[Records shown start]
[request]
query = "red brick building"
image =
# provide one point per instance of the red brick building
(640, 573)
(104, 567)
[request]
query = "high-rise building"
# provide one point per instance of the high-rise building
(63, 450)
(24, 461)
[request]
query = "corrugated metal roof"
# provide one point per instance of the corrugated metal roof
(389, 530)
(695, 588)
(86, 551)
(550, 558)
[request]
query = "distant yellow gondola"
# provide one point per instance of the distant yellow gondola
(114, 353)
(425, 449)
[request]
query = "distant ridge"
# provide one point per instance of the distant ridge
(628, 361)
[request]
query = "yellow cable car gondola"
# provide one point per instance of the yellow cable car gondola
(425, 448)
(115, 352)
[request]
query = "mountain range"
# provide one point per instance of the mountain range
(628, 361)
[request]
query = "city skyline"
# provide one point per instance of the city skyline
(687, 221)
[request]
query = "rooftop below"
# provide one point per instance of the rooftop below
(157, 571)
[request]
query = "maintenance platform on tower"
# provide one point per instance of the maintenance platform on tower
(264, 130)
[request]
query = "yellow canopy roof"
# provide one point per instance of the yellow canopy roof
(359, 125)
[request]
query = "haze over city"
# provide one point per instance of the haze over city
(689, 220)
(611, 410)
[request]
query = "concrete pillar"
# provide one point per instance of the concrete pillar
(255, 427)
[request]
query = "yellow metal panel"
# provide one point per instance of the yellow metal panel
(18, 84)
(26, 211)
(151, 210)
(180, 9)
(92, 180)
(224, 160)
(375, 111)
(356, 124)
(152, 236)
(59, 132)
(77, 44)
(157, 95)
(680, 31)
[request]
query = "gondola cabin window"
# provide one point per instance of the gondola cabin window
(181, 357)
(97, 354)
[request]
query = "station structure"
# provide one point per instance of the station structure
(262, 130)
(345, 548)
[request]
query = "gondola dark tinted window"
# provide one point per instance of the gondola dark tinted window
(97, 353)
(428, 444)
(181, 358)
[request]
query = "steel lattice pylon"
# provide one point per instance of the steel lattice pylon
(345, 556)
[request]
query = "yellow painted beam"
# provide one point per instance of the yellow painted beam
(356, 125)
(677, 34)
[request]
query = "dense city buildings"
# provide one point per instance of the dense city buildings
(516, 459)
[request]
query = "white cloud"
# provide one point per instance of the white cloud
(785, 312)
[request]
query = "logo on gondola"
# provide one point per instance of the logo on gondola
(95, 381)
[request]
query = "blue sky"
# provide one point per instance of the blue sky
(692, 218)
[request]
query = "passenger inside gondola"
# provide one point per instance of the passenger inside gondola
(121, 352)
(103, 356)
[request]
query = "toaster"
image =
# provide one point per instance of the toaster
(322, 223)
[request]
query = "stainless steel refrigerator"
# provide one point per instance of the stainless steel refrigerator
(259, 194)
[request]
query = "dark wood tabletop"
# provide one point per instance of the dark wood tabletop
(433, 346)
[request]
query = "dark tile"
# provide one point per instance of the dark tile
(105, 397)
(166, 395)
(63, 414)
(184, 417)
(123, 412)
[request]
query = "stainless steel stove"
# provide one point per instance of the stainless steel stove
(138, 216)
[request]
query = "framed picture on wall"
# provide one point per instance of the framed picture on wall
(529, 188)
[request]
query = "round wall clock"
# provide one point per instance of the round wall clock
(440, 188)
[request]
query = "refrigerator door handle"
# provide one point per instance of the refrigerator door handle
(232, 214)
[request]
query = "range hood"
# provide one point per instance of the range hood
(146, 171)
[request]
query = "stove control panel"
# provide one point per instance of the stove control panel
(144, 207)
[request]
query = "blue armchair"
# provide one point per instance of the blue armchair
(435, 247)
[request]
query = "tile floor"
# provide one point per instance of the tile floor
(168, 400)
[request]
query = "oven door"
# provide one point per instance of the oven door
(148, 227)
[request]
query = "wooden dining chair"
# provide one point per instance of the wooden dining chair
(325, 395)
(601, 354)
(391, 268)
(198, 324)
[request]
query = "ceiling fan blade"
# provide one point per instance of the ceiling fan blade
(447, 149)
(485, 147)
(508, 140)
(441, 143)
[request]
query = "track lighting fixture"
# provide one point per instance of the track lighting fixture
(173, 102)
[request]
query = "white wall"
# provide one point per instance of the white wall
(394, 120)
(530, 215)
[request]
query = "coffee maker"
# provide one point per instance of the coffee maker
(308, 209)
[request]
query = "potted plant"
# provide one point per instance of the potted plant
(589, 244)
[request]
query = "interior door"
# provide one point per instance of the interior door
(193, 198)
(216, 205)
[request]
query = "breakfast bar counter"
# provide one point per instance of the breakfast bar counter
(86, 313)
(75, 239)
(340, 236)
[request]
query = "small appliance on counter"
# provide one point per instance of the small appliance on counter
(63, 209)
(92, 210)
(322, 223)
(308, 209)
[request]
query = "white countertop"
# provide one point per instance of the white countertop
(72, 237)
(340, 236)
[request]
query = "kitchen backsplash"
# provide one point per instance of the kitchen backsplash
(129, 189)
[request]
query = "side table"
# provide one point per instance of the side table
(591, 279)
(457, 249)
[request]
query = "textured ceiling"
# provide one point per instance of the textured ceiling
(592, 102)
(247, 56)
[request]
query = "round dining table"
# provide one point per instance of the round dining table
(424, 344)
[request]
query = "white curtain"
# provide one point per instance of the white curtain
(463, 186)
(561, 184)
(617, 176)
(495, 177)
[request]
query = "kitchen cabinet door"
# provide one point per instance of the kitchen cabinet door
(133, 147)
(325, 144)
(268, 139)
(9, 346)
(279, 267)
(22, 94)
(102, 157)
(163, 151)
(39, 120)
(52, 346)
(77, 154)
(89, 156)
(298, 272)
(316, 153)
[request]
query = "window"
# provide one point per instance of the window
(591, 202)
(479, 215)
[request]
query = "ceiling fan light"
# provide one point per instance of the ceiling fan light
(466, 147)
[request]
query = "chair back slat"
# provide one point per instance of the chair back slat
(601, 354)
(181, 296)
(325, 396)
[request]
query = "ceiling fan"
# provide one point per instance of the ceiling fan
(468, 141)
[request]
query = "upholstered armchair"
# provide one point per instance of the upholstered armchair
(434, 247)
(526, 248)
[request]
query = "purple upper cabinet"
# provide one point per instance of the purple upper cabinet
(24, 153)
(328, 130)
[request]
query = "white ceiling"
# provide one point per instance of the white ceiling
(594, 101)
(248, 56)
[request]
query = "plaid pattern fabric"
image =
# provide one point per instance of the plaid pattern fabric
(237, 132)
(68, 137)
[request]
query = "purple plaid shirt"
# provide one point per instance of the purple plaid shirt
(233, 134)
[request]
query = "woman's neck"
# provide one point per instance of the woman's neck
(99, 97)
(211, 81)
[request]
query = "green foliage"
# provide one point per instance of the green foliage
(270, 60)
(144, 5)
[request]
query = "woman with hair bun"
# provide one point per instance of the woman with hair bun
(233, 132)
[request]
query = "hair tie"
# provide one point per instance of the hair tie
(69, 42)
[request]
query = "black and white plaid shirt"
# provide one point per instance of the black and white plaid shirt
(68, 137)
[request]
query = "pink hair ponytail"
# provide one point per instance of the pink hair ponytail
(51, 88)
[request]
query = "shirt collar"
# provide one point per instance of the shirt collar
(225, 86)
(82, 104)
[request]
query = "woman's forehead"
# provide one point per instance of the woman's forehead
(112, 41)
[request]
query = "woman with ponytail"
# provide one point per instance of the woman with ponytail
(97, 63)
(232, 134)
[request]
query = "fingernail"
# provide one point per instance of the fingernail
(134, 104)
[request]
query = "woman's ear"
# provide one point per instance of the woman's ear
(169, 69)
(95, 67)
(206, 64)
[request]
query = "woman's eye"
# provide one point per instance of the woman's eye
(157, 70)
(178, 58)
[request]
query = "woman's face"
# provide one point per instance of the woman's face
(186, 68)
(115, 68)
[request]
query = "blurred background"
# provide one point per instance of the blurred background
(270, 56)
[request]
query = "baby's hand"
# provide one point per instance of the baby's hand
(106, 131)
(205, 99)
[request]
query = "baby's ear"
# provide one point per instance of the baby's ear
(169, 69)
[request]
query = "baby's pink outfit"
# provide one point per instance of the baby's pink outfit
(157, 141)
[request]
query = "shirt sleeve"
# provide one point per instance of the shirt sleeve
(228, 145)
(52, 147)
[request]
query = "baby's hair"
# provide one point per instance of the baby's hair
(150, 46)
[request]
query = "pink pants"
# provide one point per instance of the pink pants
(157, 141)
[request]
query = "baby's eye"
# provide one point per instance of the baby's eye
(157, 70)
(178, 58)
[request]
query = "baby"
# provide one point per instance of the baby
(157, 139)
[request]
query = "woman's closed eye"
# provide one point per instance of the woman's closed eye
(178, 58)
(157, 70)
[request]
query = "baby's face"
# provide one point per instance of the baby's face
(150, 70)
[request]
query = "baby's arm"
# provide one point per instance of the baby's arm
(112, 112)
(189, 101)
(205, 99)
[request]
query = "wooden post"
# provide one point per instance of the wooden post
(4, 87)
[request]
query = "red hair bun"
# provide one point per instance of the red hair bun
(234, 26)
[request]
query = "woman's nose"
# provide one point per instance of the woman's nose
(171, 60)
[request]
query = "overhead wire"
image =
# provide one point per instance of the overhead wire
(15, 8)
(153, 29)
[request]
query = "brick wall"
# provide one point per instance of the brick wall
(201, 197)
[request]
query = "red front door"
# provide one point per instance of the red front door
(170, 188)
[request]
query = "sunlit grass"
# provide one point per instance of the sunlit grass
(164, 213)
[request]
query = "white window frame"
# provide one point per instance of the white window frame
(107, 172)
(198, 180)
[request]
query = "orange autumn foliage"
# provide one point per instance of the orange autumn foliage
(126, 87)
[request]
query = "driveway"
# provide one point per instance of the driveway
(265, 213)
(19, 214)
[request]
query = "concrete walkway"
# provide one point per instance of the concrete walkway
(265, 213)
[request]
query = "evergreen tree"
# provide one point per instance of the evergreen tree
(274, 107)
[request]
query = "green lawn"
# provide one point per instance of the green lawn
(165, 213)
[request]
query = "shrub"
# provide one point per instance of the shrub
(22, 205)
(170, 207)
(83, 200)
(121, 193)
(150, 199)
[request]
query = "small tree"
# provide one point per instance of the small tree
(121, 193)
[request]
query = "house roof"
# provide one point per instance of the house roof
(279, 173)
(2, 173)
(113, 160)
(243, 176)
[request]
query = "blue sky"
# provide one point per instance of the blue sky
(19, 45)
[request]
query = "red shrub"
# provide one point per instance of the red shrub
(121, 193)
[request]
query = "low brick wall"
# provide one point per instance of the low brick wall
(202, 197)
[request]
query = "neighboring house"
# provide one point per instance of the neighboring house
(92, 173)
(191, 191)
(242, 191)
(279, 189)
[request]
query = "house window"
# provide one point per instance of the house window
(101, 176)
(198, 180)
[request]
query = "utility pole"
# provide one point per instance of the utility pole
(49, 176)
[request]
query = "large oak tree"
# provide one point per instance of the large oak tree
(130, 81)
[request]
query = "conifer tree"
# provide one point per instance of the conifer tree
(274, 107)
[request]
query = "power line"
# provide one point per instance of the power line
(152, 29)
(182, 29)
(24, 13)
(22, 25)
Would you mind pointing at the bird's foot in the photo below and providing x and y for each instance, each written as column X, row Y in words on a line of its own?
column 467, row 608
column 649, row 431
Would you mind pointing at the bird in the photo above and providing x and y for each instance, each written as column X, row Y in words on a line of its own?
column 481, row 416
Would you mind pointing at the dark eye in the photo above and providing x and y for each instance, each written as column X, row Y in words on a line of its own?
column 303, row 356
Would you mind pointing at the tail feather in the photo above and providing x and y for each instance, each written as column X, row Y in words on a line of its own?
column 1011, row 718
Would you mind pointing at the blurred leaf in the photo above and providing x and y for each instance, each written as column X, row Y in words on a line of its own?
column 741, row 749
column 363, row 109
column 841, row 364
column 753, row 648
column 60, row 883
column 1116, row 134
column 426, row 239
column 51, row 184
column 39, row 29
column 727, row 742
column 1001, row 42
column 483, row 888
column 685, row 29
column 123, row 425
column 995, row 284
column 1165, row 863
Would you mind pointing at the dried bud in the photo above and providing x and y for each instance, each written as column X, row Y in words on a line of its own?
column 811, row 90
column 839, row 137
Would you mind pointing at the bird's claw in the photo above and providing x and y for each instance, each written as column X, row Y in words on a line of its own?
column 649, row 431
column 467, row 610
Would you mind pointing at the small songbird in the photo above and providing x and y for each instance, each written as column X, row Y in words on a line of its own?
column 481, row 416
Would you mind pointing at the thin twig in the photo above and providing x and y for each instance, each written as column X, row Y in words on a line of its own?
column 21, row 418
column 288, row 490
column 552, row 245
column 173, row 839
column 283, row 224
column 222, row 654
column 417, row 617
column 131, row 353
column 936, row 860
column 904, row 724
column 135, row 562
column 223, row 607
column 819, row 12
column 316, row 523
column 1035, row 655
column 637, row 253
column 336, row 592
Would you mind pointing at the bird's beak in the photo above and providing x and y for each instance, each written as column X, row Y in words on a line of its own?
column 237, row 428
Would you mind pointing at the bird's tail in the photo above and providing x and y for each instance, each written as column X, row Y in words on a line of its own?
[Records shown end]
> **What you will do**
Render the stretch from the line containing "Would you mind pointing at the bird's claw" through the end of the records as a numbered list, leaving out any blank lines.

> **Written solution**
1. Would you mind pointing at the bird's claw in the photo above and providing x and y for each instance, each written as column X, row Y in words on a line of its own?
2. column 649, row 431
3. column 467, row 610
4. Would you mind pointing at the small songbird in the photo above and providing x and y for each instance, each written as column X, row Y in words on a line of its own?
5. column 481, row 416
6. Would you mind pointing at the thin twig in the photo above and providing x and y for each instance, each written as column X, row Y in words on a line of its own?
7. column 21, row 418
8. column 288, row 490
9. column 552, row 245
10. column 173, row 839
11. column 283, row 224
12. column 222, row 654
13. column 417, row 617
14. column 131, row 353
15. column 936, row 860
16. column 904, row 724
17. column 135, row 562
18. column 223, row 607
19. column 819, row 12
20. column 316, row 523
21. column 1035, row 655
22. column 637, row 253
23. column 336, row 592
24. Would you mind pointing at the bird's beak in the photo above and providing x and y for each instance, each written as column X, row Y in words on a line of its own?
25. column 237, row 428
26. Would you mind pointing at the bird's tail in the photo above and providing x and y for each instance, each written as column X, row Y in words on a line of its own?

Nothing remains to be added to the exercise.